> _What this task involves_:
Gather every line in the listing below that contains the string "cherry", and copy each one. Case counts.

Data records
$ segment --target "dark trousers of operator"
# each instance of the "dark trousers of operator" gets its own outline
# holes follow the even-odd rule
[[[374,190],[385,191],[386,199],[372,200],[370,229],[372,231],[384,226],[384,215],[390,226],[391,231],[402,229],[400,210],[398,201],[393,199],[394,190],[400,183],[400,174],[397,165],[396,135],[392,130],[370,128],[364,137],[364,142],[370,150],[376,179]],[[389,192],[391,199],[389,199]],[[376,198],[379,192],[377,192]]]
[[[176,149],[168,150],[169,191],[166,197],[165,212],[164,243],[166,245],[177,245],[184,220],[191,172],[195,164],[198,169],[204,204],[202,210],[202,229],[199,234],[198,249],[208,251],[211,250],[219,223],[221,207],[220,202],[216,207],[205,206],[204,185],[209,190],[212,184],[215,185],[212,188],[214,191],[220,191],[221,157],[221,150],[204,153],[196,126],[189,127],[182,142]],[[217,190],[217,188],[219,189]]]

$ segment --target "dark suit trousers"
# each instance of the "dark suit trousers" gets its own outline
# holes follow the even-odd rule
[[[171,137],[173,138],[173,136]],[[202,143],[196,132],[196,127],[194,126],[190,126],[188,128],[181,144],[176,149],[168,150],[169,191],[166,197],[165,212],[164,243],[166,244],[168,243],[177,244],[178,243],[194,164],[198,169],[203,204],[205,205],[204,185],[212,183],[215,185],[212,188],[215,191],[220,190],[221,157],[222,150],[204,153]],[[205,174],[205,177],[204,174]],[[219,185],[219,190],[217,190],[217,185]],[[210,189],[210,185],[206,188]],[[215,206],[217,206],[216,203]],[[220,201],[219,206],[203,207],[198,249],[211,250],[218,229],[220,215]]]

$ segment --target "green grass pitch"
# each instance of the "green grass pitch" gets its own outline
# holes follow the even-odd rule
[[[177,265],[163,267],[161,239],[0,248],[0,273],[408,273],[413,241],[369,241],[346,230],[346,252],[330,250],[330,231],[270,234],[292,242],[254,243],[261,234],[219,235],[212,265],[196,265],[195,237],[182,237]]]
* * *
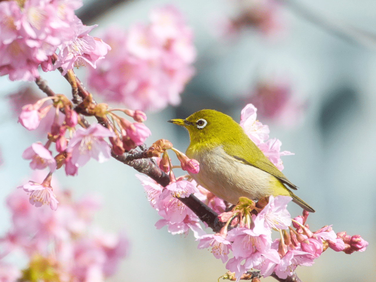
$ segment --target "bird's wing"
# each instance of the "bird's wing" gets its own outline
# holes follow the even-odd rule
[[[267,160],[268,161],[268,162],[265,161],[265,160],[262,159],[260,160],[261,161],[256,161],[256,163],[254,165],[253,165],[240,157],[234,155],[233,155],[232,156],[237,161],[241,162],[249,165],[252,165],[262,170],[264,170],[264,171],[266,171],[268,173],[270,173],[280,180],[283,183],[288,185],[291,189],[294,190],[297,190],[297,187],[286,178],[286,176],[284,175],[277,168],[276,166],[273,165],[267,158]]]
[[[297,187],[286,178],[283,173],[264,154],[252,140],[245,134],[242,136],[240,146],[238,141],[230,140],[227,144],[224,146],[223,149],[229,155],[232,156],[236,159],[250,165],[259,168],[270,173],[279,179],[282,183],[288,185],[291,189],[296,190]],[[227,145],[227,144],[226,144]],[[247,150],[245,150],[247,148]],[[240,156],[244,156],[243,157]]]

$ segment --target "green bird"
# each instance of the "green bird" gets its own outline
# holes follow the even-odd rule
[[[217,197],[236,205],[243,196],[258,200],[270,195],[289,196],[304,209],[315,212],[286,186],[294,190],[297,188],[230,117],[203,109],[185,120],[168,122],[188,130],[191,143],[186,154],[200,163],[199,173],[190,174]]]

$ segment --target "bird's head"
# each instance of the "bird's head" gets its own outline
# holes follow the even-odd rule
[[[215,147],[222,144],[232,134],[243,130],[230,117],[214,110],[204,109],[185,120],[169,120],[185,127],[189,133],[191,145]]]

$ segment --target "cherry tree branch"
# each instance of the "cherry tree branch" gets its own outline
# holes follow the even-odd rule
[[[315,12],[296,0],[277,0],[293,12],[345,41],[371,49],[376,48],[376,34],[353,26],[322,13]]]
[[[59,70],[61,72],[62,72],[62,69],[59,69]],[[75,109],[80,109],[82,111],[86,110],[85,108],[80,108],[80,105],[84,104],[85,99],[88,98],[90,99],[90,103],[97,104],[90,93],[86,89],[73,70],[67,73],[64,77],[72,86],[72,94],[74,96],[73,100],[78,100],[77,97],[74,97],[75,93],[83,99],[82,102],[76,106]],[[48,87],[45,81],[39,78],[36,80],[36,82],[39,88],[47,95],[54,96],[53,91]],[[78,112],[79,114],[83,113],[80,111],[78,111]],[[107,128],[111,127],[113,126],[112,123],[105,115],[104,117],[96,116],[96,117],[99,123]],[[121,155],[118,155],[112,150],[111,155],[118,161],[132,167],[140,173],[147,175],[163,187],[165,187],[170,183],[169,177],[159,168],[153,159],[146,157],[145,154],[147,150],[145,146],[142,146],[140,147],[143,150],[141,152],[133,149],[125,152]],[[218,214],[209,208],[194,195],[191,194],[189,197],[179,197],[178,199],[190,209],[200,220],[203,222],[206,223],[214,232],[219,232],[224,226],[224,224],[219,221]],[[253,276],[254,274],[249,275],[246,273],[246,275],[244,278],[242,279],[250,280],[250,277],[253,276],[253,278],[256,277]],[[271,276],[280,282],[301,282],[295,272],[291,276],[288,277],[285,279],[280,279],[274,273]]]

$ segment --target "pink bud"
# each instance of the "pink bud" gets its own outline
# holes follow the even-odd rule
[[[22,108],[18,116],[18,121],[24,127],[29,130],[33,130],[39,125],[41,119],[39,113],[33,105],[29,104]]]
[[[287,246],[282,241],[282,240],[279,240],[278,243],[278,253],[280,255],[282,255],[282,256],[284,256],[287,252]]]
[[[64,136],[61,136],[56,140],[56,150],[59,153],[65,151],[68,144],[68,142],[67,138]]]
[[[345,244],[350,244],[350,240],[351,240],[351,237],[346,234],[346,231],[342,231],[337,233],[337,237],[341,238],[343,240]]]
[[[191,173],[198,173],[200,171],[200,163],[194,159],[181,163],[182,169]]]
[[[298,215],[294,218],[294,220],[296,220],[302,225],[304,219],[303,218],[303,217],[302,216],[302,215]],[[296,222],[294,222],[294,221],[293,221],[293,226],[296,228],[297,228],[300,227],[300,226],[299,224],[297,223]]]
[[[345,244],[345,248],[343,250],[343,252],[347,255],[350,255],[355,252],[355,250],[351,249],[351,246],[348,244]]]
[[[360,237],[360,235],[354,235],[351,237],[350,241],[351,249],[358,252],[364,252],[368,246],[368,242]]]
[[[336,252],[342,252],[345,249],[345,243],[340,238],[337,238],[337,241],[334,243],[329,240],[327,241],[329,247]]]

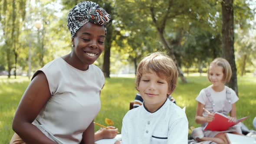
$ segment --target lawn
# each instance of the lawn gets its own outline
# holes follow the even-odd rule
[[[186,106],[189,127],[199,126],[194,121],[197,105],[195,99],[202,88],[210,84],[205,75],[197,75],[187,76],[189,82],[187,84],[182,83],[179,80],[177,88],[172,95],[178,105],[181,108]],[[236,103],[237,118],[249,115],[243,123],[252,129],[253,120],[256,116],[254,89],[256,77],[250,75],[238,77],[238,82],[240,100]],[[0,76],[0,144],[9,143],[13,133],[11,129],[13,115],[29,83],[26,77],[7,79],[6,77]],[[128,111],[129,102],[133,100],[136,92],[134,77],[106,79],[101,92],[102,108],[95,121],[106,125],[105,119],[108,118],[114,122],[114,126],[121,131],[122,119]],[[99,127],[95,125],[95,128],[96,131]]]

> _Solved exercise_:
$ segment --target "cherry tree branch"
# each instance of the "cherry tree branch" gets its own outline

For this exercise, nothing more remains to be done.